▶ **Assigned task**: Nothing is to be altered; the data must be repeated exactly.
== Task input
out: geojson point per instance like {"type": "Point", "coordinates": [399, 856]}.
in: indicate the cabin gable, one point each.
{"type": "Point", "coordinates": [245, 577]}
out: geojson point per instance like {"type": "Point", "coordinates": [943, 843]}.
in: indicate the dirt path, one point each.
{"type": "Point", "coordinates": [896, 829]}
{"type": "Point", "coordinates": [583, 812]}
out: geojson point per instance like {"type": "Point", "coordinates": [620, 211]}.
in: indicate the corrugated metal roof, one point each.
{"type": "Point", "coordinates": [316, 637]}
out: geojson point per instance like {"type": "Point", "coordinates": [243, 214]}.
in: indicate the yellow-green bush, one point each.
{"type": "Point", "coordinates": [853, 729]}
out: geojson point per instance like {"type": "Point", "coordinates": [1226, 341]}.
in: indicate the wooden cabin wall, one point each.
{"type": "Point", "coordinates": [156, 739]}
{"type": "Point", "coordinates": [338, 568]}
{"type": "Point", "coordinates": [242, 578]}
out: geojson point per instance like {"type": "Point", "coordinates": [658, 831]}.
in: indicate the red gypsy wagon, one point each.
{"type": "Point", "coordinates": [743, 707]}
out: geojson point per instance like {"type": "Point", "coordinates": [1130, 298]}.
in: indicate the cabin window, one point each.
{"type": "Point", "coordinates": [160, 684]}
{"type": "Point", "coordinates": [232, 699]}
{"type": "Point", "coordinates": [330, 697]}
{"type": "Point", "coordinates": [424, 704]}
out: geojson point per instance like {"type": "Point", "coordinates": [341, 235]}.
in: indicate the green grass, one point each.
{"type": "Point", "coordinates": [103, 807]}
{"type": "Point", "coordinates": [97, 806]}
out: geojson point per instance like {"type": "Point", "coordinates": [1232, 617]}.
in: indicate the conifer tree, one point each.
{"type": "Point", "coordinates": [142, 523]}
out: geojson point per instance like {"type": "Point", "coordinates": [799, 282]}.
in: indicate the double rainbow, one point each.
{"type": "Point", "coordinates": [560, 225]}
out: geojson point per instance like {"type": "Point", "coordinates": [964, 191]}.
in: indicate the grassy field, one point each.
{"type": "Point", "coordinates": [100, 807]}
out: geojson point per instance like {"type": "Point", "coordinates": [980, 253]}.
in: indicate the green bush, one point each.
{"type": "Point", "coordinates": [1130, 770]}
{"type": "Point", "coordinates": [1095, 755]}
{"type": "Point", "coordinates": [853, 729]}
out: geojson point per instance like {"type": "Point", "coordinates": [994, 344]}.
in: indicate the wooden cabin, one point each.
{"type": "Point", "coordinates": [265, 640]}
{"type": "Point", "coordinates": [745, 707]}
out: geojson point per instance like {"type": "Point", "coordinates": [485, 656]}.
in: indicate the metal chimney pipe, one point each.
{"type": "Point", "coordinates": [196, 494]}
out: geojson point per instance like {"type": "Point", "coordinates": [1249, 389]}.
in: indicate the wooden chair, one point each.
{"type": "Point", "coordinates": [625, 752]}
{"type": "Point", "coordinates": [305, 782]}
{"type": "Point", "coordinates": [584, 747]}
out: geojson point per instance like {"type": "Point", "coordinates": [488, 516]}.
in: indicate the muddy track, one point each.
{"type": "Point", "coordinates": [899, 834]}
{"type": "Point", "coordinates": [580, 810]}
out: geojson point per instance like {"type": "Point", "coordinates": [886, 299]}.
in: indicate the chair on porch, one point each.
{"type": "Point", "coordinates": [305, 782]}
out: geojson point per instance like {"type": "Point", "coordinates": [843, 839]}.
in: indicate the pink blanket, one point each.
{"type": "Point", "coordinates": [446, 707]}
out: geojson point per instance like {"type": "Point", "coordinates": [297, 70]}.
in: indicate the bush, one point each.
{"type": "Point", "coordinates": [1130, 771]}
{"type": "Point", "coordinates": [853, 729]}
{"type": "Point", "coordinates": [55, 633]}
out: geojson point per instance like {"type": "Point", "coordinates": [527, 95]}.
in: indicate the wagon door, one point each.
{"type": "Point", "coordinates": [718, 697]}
====
▶ **Answer space**:
out: geojson point per instance like {"type": "Point", "coordinates": [399, 856]}.
in: indicate the cabin gable, one point each.
{"type": "Point", "coordinates": [245, 577]}
out: geojson point per instance like {"type": "Point", "coordinates": [943, 843]}.
in: indicate the dirt path, one point each.
{"type": "Point", "coordinates": [896, 829]}
{"type": "Point", "coordinates": [583, 812]}
out: geojson point per instance like {"type": "Point", "coordinates": [620, 211]}.
in: indicate the corrugated metal roof, one point each.
{"type": "Point", "coordinates": [316, 637]}
out: geojson point per instance like {"type": "Point", "coordinates": [243, 214]}.
in: indicate the yellow-green bush, one point each.
{"type": "Point", "coordinates": [853, 729]}
out: geojson point per instance like {"type": "Point", "coordinates": [1226, 341]}.
in: indicate the wooden cabin wall, one point each.
{"type": "Point", "coordinates": [156, 739]}
{"type": "Point", "coordinates": [338, 568]}
{"type": "Point", "coordinates": [242, 578]}
out: geojson point per instance like {"type": "Point", "coordinates": [658, 831]}.
in: indicate the red gypsy wagon, one point each.
{"type": "Point", "coordinates": [743, 707]}
out: geojson point per instance like {"type": "Point", "coordinates": [1130, 298]}.
in: indicate the cabin window, one point each.
{"type": "Point", "coordinates": [160, 684]}
{"type": "Point", "coordinates": [232, 699]}
{"type": "Point", "coordinates": [330, 697]}
{"type": "Point", "coordinates": [424, 704]}
out: geojson point per instance like {"type": "Point", "coordinates": [341, 235]}.
in: indicate the green grass, one point each.
{"type": "Point", "coordinates": [103, 807]}
{"type": "Point", "coordinates": [97, 806]}
out: geojson point per instance like {"type": "Point", "coordinates": [1232, 617]}.
in: indicate the conifer tree, one point each.
{"type": "Point", "coordinates": [142, 523]}
out: geojson point per instance like {"type": "Point", "coordinates": [799, 282]}.
in: indicate the double rainbow, one point each.
{"type": "Point", "coordinates": [560, 225]}
out: geojson point per instance like {"type": "Point", "coordinates": [964, 191]}.
in: indicate the grassy field, one point each.
{"type": "Point", "coordinates": [100, 807]}
out: geojson point per instance like {"type": "Point", "coordinates": [980, 253]}.
in: indicate the green bush, one point each.
{"type": "Point", "coordinates": [1130, 770]}
{"type": "Point", "coordinates": [1095, 755]}
{"type": "Point", "coordinates": [853, 729]}
out: geojson point per instance like {"type": "Point", "coordinates": [994, 344]}.
in: indicate the wooden cabin, one point each.
{"type": "Point", "coordinates": [265, 640]}
{"type": "Point", "coordinates": [745, 707]}
out: geojson point per instance like {"type": "Point", "coordinates": [485, 656]}.
in: indicate the metal chimney pipe, one point each.
{"type": "Point", "coordinates": [196, 494]}
out: geojson point per instance like {"type": "Point", "coordinates": [1249, 389]}.
in: indicate the wooden chair, one point each.
{"type": "Point", "coordinates": [625, 752]}
{"type": "Point", "coordinates": [305, 782]}
{"type": "Point", "coordinates": [584, 747]}
out: geojson point per instance like {"type": "Point", "coordinates": [488, 516]}.
in: indicate the muddy track, one point each.
{"type": "Point", "coordinates": [899, 834]}
{"type": "Point", "coordinates": [580, 810]}
out: geojson point per instance like {"type": "Point", "coordinates": [886, 299]}.
in: indicate the chair on porch, one point each.
{"type": "Point", "coordinates": [305, 782]}
out: geojson point per instance like {"type": "Point", "coordinates": [843, 839]}.
in: indicate the pink blanket, one point each.
{"type": "Point", "coordinates": [446, 707]}
out: geojson point per instance like {"type": "Point", "coordinates": [297, 70]}.
in: indicate the bush, one point each.
{"type": "Point", "coordinates": [1130, 771]}
{"type": "Point", "coordinates": [853, 729]}
{"type": "Point", "coordinates": [55, 633]}
out: geojson point per instance like {"type": "Point", "coordinates": [527, 95]}.
in: indicate the wagon door, one point each.
{"type": "Point", "coordinates": [718, 697]}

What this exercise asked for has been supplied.